Many resource-rich countries are looking to diversify their economies, in anticipation of the day their natural wealth runs out. Resource extraction is extremely costly and employs only a fraction of the workforce. After the recent turmoil in the Middle East, policy makers have begun focusing more on the need to create jobs, provide for inclusion, and increase public participation in government decision-making. There are several examples of countries that have used their resource wealth to share prosperity, including the United States, Norway, and Australia.
But is there a blueprint for diversification and economic prosperity?
Is Resource Dependence Really a Curse?
There are challenges that are common to resource-rich countries, but they can be overcome. The existence of a resource curse is refuted by history, as several of the current high-income economies relied largely on natural resource exploitation. One example is the United States, which in the years leading up to World War I, was the world’s dominant producer of virtually every major industrial mineral. Similarly, in the late 19th century, coal and iron ore deposits were the basis for industrial development in Germany and the United Kingdom. Other countries, like Canada and Australia, have highly diversified economies but remain dependent on natural resources for a large share of their exports.
But how did these countries manage to avoid the more deleterious aspects of resource dependence like macroeconomic volatility, an overvalued exchange rate that raises costs to businesses, and problems tied to governance and accountability in rent management?
Possible to Diversify by Decree?
★ ★ ★ ★ ★ ★ ★
• REQUIRED TASKS
(A) In the passage on resource wealth, shorten the paragraph that begins "There are challenges that are common" into a brief list that keeps its main facts.
(B) Reproduce word for word the part of the passage on resource wealth that opens with the words containing "Many resource-rich countries" and closes with "Really a Curse?".
(C) In the passage on resource wealth, what was the basis for industrial development in Germany and the United Kingdom in the late 19th century?
The rows that follow have nothing to do with the passage on resource wealth.

• EXTRACTED DATA
★ ★ ★ ★ ★ ★ ★
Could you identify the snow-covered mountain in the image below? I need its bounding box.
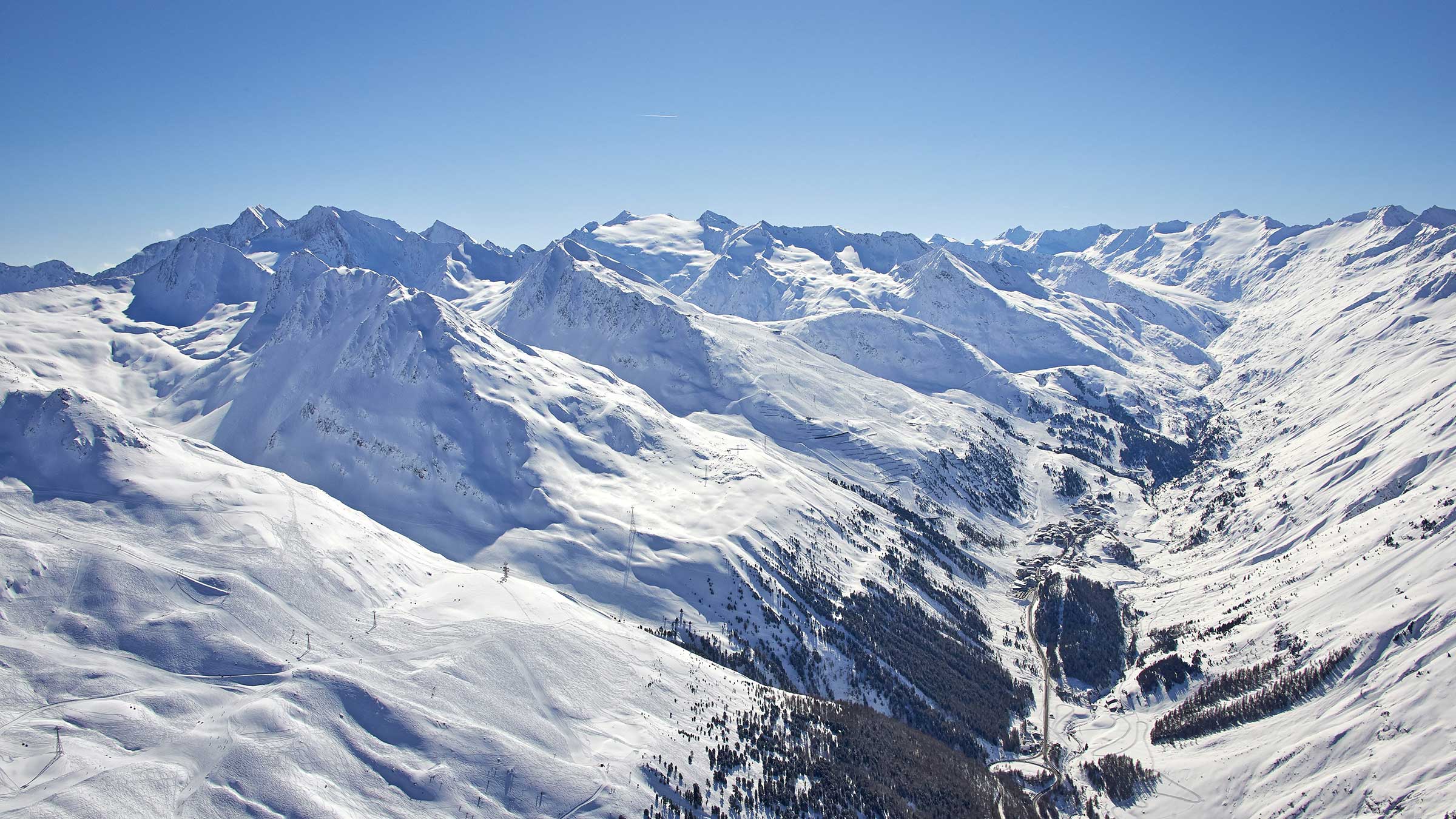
[0,200,1456,818]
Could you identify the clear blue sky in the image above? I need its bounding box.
[0,0,1456,271]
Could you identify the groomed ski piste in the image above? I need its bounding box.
[0,201,1456,818]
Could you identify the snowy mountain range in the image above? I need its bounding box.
[0,200,1456,819]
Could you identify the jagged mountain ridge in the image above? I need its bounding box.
[0,200,1452,815]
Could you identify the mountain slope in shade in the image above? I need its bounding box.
[0,200,1456,818]
[0,260,86,293]
[99,206,288,277]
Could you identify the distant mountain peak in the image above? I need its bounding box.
[419,218,477,245]
[698,210,738,231]
[997,224,1031,245]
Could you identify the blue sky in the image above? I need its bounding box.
[0,1,1456,271]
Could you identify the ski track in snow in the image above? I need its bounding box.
[0,206,1456,819]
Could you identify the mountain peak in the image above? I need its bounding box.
[419,218,476,245]
[1340,206,1415,228]
[997,224,1031,245]
[698,210,738,231]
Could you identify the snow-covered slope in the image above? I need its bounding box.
[0,260,86,293]
[0,200,1456,818]
[0,367,786,816]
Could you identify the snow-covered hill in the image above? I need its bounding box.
[0,200,1456,818]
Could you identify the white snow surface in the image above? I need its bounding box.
[0,206,1456,818]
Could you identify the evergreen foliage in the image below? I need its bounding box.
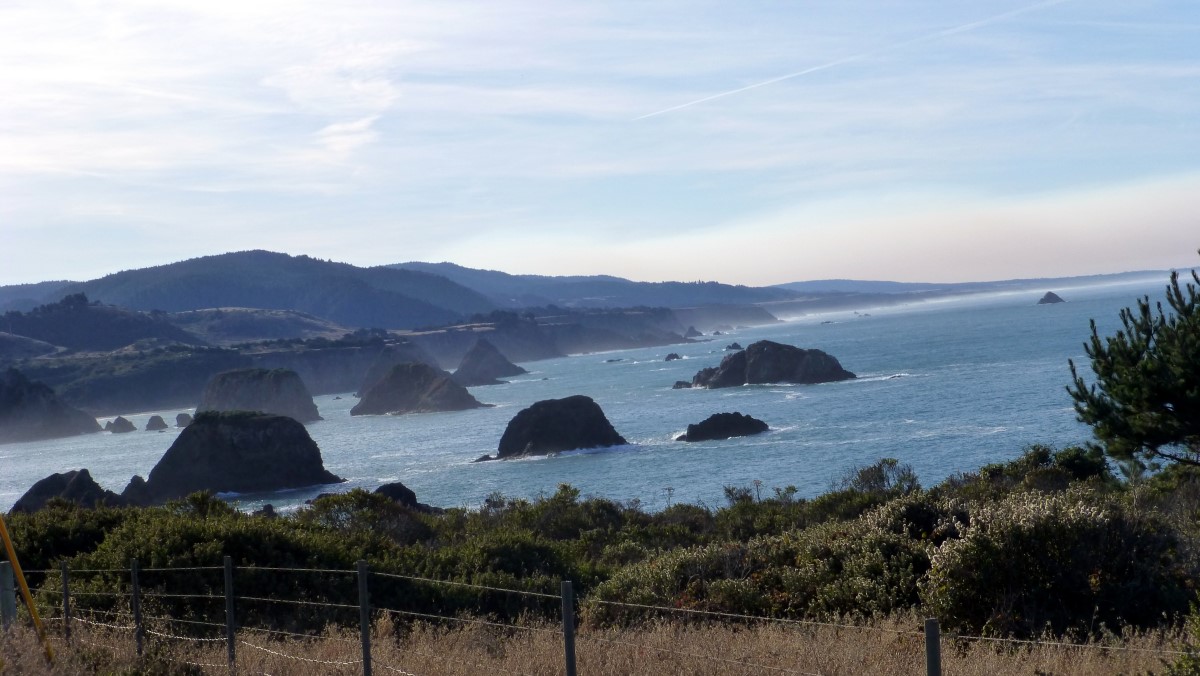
[1067,259,1200,471]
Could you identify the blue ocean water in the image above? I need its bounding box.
[0,277,1165,510]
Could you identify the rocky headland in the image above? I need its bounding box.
[196,369,320,423]
[0,369,100,443]
[691,340,856,389]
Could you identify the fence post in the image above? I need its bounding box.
[925,617,942,676]
[130,558,145,657]
[0,561,17,630]
[224,556,238,675]
[359,558,371,676]
[562,580,575,676]
[59,558,71,645]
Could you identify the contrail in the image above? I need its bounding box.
[634,0,1069,120]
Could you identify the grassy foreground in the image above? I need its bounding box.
[0,616,1182,676]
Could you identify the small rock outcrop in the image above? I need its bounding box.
[12,469,125,513]
[196,369,320,423]
[691,340,856,389]
[350,361,487,415]
[104,415,138,435]
[0,369,100,443]
[676,413,770,442]
[454,339,529,387]
[121,411,342,504]
[484,394,628,460]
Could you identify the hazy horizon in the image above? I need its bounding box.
[0,0,1200,286]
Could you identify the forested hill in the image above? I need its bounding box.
[390,262,796,307]
[50,251,496,329]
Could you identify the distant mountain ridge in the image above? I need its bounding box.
[49,251,494,329]
[389,262,796,307]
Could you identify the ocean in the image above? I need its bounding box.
[0,277,1166,510]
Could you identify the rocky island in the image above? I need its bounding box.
[691,340,856,389]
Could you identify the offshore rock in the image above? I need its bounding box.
[104,415,138,435]
[196,369,320,423]
[12,469,125,513]
[496,395,628,459]
[454,339,529,387]
[691,340,856,389]
[0,369,100,443]
[676,413,770,442]
[122,411,342,504]
[350,363,487,415]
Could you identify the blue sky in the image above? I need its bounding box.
[0,0,1200,285]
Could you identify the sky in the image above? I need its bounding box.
[0,0,1200,286]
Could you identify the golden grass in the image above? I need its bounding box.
[0,616,1181,676]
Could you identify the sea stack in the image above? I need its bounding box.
[350,363,487,415]
[691,340,856,389]
[122,411,342,504]
[196,369,320,423]
[481,394,629,460]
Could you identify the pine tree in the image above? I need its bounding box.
[1067,256,1200,469]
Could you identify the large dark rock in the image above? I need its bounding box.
[0,369,100,443]
[350,363,487,415]
[691,340,856,389]
[104,415,138,435]
[122,411,342,504]
[358,341,442,396]
[676,413,770,442]
[12,469,125,513]
[496,394,628,459]
[196,369,320,423]
[454,339,529,387]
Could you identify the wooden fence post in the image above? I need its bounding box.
[224,556,238,676]
[130,558,145,657]
[359,558,371,676]
[925,617,942,676]
[0,561,17,630]
[562,580,575,676]
[59,558,71,645]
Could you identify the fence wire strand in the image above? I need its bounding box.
[371,573,563,600]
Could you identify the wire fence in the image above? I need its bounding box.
[0,557,1190,676]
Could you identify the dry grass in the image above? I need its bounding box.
[0,616,1180,676]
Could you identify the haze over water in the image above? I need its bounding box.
[0,279,1165,510]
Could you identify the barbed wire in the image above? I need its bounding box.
[942,634,1188,654]
[234,597,359,610]
[575,634,821,676]
[589,599,925,636]
[379,608,562,635]
[238,639,362,666]
[371,572,563,600]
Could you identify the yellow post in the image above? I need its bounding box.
[0,514,54,664]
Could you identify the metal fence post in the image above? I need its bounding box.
[359,558,371,676]
[59,558,71,645]
[562,580,575,676]
[130,558,145,657]
[224,556,238,675]
[0,561,17,630]
[925,617,942,676]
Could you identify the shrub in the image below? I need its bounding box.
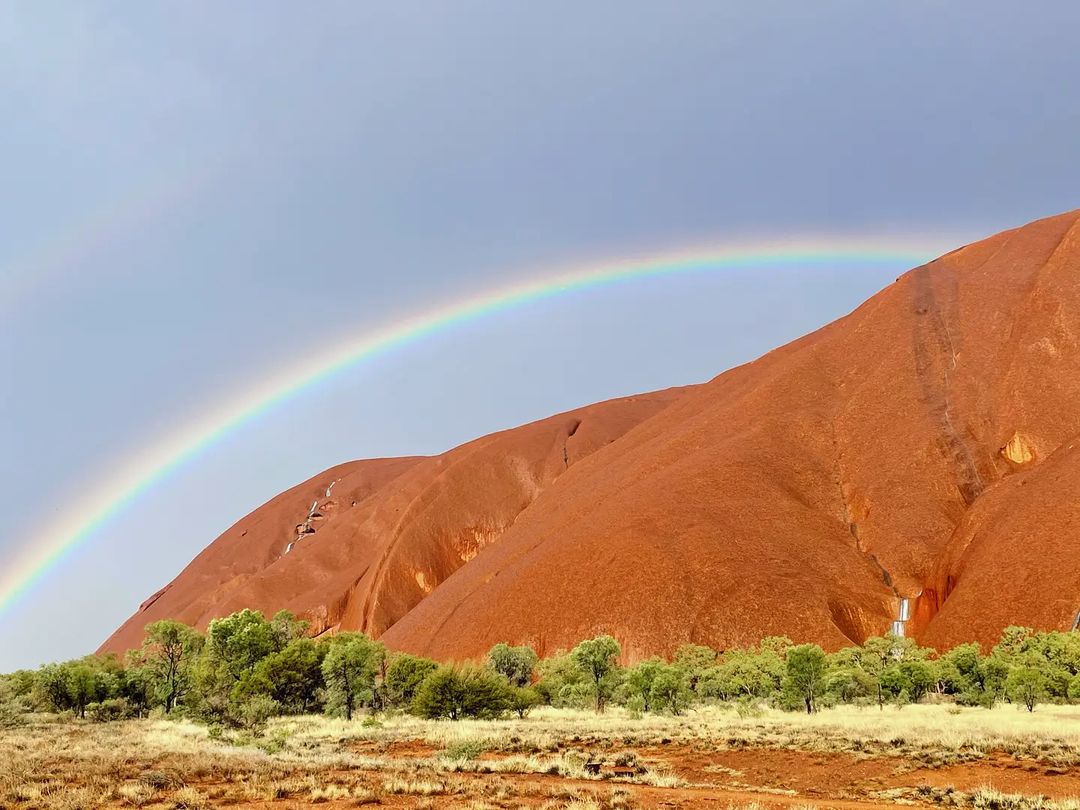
[570,636,622,713]
[1005,665,1047,712]
[783,644,826,714]
[487,644,538,686]
[649,664,693,715]
[413,664,510,720]
[382,652,438,706]
[322,633,386,720]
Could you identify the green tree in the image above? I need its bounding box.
[650,664,693,716]
[33,664,71,712]
[63,661,102,717]
[1067,675,1080,703]
[1005,664,1047,712]
[253,637,328,714]
[536,652,592,707]
[507,686,543,718]
[784,644,827,714]
[322,633,386,720]
[487,643,539,686]
[672,644,716,691]
[625,658,664,712]
[206,608,280,681]
[413,664,511,720]
[131,619,203,714]
[383,652,438,706]
[570,636,622,713]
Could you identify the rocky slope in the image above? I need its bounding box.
[105,212,1080,659]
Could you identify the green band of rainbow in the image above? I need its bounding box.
[0,239,939,612]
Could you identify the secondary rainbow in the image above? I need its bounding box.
[0,238,943,612]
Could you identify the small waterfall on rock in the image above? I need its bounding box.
[889,596,912,637]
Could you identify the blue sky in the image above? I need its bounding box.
[0,0,1080,670]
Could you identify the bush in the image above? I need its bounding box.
[507,686,543,718]
[649,664,693,716]
[1005,665,1047,712]
[382,652,438,706]
[487,644,539,686]
[413,664,510,720]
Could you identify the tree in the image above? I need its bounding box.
[1068,675,1080,703]
[672,644,716,691]
[535,652,592,707]
[64,661,100,717]
[1005,664,1047,712]
[487,643,539,686]
[206,608,280,680]
[246,637,327,714]
[650,664,693,716]
[625,658,664,712]
[33,664,71,712]
[382,652,438,706]
[322,633,386,720]
[570,636,622,713]
[507,686,542,718]
[132,619,203,714]
[784,644,826,714]
[413,664,511,720]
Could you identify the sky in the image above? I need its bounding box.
[0,0,1080,671]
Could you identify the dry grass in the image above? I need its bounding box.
[0,705,1080,810]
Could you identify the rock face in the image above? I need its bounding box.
[104,212,1080,660]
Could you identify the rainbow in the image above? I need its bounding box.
[0,238,944,612]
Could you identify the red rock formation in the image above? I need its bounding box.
[105,212,1080,659]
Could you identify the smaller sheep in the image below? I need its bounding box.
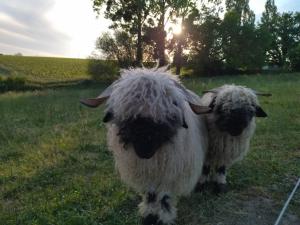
[196,85,270,193]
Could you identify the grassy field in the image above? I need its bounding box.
[0,55,89,83]
[0,70,300,225]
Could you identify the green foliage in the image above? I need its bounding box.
[289,43,300,71]
[0,74,300,225]
[89,58,119,82]
[96,30,135,68]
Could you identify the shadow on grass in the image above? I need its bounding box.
[0,80,111,93]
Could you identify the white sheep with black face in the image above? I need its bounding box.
[81,69,210,225]
[197,85,269,193]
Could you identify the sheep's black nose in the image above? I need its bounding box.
[133,140,157,159]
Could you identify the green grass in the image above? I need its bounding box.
[0,55,89,83]
[0,73,300,225]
★ ★ ★ ★ ★ ★ ★
• RESPONSES TO THE TASKS
(A)
- Resource-rich countries share common challenges, but these can be overcome.
- History refutes a resource curse: several of today's high-income economies relied largely on natural resources.
- Before World War I, the United States was the world's dominant producer of virtually every major industrial mineral.
- In the late 19th century, coal and iron ore deposits were the basis for industrial development in Germany and the United Kingdom.
- Canada and Australia have highly diversified economies but still depend on natural resources for a large share of their exports.

(B)
Many resource-rich countries are looking to diversify their economies, in anticipation of the day their natural wealth runs out. Resource extraction is extremely costly and employs only a fraction of the workforce. After the recent turmoil in the Middle East, policy makers have begun focusing more on the need to create jobs, provide for inclusion, and increase public participation in government decision-making. There are several examples of countries that have used their resource wealth to share prosperity, including the United States, Norway, and Australia.
But is there a blueprint for diversification and economic prosperity?
Is Resource Dependence Really a Curse?

(C) Coal and iron ore deposits.